Dataset entries:

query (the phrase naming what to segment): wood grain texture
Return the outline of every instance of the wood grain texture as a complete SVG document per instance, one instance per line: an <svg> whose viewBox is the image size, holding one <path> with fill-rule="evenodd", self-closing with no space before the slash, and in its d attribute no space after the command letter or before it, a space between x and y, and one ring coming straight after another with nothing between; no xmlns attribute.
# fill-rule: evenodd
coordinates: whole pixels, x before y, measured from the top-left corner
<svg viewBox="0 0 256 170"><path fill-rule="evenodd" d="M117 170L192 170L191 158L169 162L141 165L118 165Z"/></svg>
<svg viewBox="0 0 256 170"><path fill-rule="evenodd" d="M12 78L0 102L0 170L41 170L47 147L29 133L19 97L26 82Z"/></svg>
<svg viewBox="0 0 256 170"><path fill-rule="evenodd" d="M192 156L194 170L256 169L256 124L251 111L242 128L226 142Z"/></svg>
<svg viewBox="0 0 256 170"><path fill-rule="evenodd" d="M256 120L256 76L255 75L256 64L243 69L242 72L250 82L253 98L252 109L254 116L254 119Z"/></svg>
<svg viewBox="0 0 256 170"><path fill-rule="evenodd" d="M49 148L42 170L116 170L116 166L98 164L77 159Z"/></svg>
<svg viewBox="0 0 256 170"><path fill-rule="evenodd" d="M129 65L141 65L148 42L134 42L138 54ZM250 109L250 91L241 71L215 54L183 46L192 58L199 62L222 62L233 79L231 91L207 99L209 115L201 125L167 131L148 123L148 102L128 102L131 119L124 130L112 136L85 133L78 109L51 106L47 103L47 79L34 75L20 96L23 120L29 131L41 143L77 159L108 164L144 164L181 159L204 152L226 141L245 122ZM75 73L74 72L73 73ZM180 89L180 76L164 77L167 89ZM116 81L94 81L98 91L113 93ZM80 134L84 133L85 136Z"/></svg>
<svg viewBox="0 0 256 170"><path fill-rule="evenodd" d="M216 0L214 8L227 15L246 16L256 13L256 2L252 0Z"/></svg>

THE PROBLEM:
Write out the data above again, line for line, with no changes.

SOLUTION TO THE EXERCISE:
query (the phrase naming what to segment): wood grain texture
Return the outline of every instance of the wood grain texture as a complete SVG document per instance, one instance per line: an <svg> whose viewBox is the image size, holding one <path> with fill-rule="evenodd", self-closing with no space before the slash, and in its d attribute no space after the command letter or before it, a space between x and y, and one ring coming straight after another with nothing between; no xmlns attribute.
# fill-rule: evenodd
coordinates: whole pixels, x before y, measured from the top-left corner
<svg viewBox="0 0 256 170"><path fill-rule="evenodd" d="M117 170L192 170L191 158L169 162L141 165L118 165Z"/></svg>
<svg viewBox="0 0 256 170"><path fill-rule="evenodd" d="M12 78L0 102L0 170L41 170L47 147L29 133L19 97L26 82Z"/></svg>
<svg viewBox="0 0 256 170"><path fill-rule="evenodd" d="M192 156L194 170L256 169L256 124L251 111L242 128L226 142Z"/></svg>
<svg viewBox="0 0 256 170"><path fill-rule="evenodd" d="M256 120L256 76L255 75L256 64L243 69L242 72L250 82L253 98L252 109L254 116L254 119Z"/></svg>
<svg viewBox="0 0 256 170"><path fill-rule="evenodd" d="M49 148L42 170L116 170L116 166L98 164L77 159Z"/></svg>
<svg viewBox="0 0 256 170"><path fill-rule="evenodd" d="M129 65L141 65L148 42L134 42L138 54ZM250 109L250 91L241 71L215 54L183 46L192 58L199 62L222 62L233 79L231 91L207 99L209 115L201 125L167 131L148 123L148 102L128 102L131 119L124 130L112 136L85 133L78 109L51 106L47 103L47 79L34 75L20 96L23 120L29 131L41 143L77 159L108 164L144 164L181 159L204 152L226 141L245 122ZM75 73L74 72L73 73ZM180 89L180 76L164 77L167 89ZM116 81L94 81L98 91L113 93ZM80 134L84 133L85 136Z"/></svg>
<svg viewBox="0 0 256 170"><path fill-rule="evenodd" d="M216 0L214 8L227 15L246 16L256 13L256 2L252 0Z"/></svg>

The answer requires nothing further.